§ **What is required**: Leave out the images and set down the records below exactly.

§ **Given data**:
▼▼▼

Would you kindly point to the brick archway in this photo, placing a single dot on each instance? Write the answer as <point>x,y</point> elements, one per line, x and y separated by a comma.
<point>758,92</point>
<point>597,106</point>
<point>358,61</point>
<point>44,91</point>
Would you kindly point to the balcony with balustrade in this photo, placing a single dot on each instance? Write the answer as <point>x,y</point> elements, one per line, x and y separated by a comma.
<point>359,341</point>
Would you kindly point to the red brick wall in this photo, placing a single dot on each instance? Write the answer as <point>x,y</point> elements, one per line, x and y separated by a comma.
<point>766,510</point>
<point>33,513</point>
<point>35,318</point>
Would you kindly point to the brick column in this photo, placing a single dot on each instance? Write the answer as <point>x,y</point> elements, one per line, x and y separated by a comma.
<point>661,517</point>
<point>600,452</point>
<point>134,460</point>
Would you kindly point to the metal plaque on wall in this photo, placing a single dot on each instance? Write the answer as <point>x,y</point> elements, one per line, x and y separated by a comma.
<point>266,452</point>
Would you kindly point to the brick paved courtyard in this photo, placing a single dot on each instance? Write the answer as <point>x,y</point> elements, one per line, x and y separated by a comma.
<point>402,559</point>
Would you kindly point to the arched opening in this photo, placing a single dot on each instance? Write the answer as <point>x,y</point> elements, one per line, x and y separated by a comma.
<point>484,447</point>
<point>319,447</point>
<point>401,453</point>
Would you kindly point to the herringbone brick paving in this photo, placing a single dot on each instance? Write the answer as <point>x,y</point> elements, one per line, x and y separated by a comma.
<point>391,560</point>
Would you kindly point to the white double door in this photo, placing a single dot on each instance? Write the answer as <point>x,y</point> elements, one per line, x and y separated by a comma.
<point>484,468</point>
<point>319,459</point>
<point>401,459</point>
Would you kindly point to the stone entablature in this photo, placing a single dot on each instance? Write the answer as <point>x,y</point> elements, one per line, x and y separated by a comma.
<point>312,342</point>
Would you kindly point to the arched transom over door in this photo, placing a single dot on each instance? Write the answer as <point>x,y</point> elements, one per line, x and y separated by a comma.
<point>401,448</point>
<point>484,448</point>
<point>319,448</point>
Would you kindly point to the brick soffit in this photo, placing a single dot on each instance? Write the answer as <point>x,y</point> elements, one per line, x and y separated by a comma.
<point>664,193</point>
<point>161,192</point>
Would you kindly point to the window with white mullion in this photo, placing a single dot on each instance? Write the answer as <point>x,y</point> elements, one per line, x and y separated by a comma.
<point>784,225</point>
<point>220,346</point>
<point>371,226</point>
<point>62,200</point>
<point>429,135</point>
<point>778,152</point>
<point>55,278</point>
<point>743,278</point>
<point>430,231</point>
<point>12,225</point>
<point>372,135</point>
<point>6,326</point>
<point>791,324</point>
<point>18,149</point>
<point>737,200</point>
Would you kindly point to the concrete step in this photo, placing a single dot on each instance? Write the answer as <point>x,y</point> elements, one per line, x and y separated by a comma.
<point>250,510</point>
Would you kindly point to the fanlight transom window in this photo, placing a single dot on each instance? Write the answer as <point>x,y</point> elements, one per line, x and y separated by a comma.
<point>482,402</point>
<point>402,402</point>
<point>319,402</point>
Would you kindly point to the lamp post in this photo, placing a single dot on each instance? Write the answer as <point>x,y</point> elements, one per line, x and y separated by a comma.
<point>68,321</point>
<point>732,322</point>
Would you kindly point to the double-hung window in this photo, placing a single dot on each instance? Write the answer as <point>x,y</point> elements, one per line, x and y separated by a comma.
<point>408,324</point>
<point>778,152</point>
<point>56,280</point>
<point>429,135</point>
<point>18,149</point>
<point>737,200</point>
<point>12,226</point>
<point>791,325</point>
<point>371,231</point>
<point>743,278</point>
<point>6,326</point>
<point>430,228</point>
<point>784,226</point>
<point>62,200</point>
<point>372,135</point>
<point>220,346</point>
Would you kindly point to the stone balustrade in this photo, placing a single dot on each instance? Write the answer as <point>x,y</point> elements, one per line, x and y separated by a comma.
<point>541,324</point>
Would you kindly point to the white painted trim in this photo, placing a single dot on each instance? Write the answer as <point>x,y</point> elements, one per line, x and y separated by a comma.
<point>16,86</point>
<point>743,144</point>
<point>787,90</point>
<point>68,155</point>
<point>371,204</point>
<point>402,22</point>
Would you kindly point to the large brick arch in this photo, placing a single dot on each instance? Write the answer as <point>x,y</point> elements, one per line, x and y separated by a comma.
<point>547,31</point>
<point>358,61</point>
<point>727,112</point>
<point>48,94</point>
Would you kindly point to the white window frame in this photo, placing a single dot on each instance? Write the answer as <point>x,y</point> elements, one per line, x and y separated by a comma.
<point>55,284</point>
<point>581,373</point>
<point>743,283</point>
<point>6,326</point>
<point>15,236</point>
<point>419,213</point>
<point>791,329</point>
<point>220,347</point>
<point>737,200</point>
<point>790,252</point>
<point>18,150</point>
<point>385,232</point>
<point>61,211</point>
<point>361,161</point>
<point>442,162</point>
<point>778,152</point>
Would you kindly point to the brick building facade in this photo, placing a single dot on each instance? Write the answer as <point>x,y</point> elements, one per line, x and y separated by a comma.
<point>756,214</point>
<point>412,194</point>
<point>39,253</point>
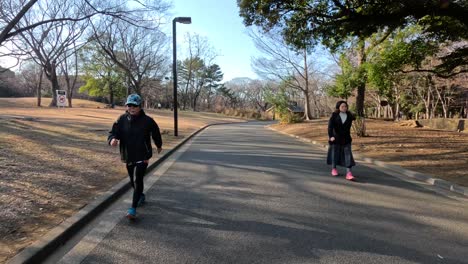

▲▲▲

§ **Solution to the problem**:
Would you kindly point to the brick archway in this photo, placing a single dot on each instance? Write the answer as <point>x,y</point> elements, one per line, x and y separated by a comma.
<point>758,92</point>
<point>597,106</point>
<point>358,61</point>
<point>44,91</point>
Would you kindly point to the balcony with balustrade in this photo, placing a single dot on each instance? Write the answer as <point>x,y</point> elements, one per line, x and y separated by a comma.
<point>359,341</point>
Would you kindly point to the red brick wall in this photo, placing a single dot on each instance? Write the answer as <point>x,y</point> elements, one per line, x and y separated by a comma.
<point>766,510</point>
<point>33,513</point>
<point>35,318</point>
Would you kindly point to the brick column in this photo, placing a single dot on each instance? Write the answer as <point>x,y</point> elements, one per line, x and y separated by a comma.
<point>661,517</point>
<point>600,452</point>
<point>134,460</point>
Would you kindly point to the metal plaque on wall in this photo, placing a single dot on each instance? Write the answer as <point>x,y</point> elements, one per line, x and y separated by a comma.
<point>266,452</point>
Would you kindly point to the brick paved courtyard in this photo, placing a single dot on each instance? Write the answer as <point>x,y</point> elements, one per line, x and y separated by a comma.
<point>402,559</point>
Would you kindly point to the arched opening in this photo, placing a single dot on each instance? Write the answer as <point>x,y</point> elements, one per line, x and y separated by a comma.
<point>484,447</point>
<point>319,447</point>
<point>401,453</point>
Would you kindly point to the herringbone brick paving in this photo, placing a single dot on each instance? Write the answer as <point>x,y</point> elements, one per line, x and y separated by a comma.
<point>391,560</point>
Would you kindly point to the white double door in this photo, placing a single dot on each instance? Write the answer as <point>x,y</point> elements, one per line, x and y separated by a comma.
<point>484,468</point>
<point>319,459</point>
<point>401,459</point>
Would you kindly point to the stone entablature in this photo, placing a single dot on each instance? Write the answer as <point>x,y</point> elements, one per line, x and y separated by a comma.
<point>312,342</point>
Would you kindly point to the arched transom over door in this photo, placing a single dot on each instance? Write the answer as <point>x,y</point> elements, one per line, x and y separated by a comma.
<point>401,448</point>
<point>484,448</point>
<point>319,448</point>
Would you kindly point to the brick soffit in this photo, placing a single dot on each instance? Write the answer as <point>x,y</point> elements, one per line, x and y separated by a comma.
<point>664,193</point>
<point>161,192</point>
Would you kindly point to the window with white mullion in this photo, placing a single dot on each instance? Write the answer as <point>x,y</point> elements, one per line, x and y separated by a comma.
<point>784,225</point>
<point>220,346</point>
<point>371,226</point>
<point>62,200</point>
<point>429,135</point>
<point>778,152</point>
<point>55,278</point>
<point>743,278</point>
<point>430,231</point>
<point>12,225</point>
<point>372,135</point>
<point>6,326</point>
<point>791,324</point>
<point>18,149</point>
<point>737,200</point>
Would you kindly point to the concrete step in this photo, placing a single dot on each instance? Write the answer as <point>x,y</point> elements, one per line, x and y separated by a comma.
<point>250,510</point>
Would you kindly point to the fanlight transom window in this photo, placing a single dot on each instance? Write the answer as <point>x,y</point> elements, one per line, x and y separated by a comma.
<point>482,402</point>
<point>402,402</point>
<point>319,402</point>
Would you kindly point to the lamp post in this photo, placing a single dot on each instance? Write the answer as <point>x,y</point> elements, one per line, x and y separated by a comma.
<point>68,321</point>
<point>732,322</point>
Would you kindly point to the double-hung window in this photo, placing a single dot on each instance? Write the answer as <point>x,y</point> elements, one per line, x and y separated by a comma.
<point>408,324</point>
<point>778,152</point>
<point>56,280</point>
<point>429,135</point>
<point>18,149</point>
<point>737,200</point>
<point>12,226</point>
<point>791,325</point>
<point>371,231</point>
<point>743,278</point>
<point>6,326</point>
<point>430,228</point>
<point>784,226</point>
<point>62,200</point>
<point>372,135</point>
<point>220,346</point>
Would you kindly point to the stone balustrade in this photo, placing a single dot on each instance? Write the answer as <point>x,y</point> elements, one per line, x and y separated by a comma.
<point>541,324</point>
Would you kindly point to the white painted trim in this photo, placing a single dot on each instance? Write the answer as <point>x,y</point> elements, one per line, x and y separated by a comma.
<point>16,86</point>
<point>743,144</point>
<point>787,90</point>
<point>68,155</point>
<point>371,204</point>
<point>402,22</point>
Would you kindly point to the large brick arch in this photo, placing a single dot on each instance? Write the answer as <point>x,y</point> elements, one per line, x and y separated by a comma.
<point>547,31</point>
<point>358,61</point>
<point>727,112</point>
<point>48,94</point>
Would you kindly point to the white window frame in this photo, placing a single dot on each instance? Write the answer as <point>x,y</point> elements, one per line, x and y separated by a comma.
<point>55,284</point>
<point>581,373</point>
<point>743,283</point>
<point>6,326</point>
<point>15,236</point>
<point>419,213</point>
<point>791,329</point>
<point>220,347</point>
<point>737,200</point>
<point>790,252</point>
<point>18,150</point>
<point>385,232</point>
<point>61,211</point>
<point>361,161</point>
<point>442,162</point>
<point>778,152</point>
Would you kindly point to the brick building facade in this photo, placing a single dot on each instance? Write the answer as <point>x,y</point> elements, one per line, x and y separated by a comma.
<point>756,214</point>
<point>412,194</point>
<point>39,253</point>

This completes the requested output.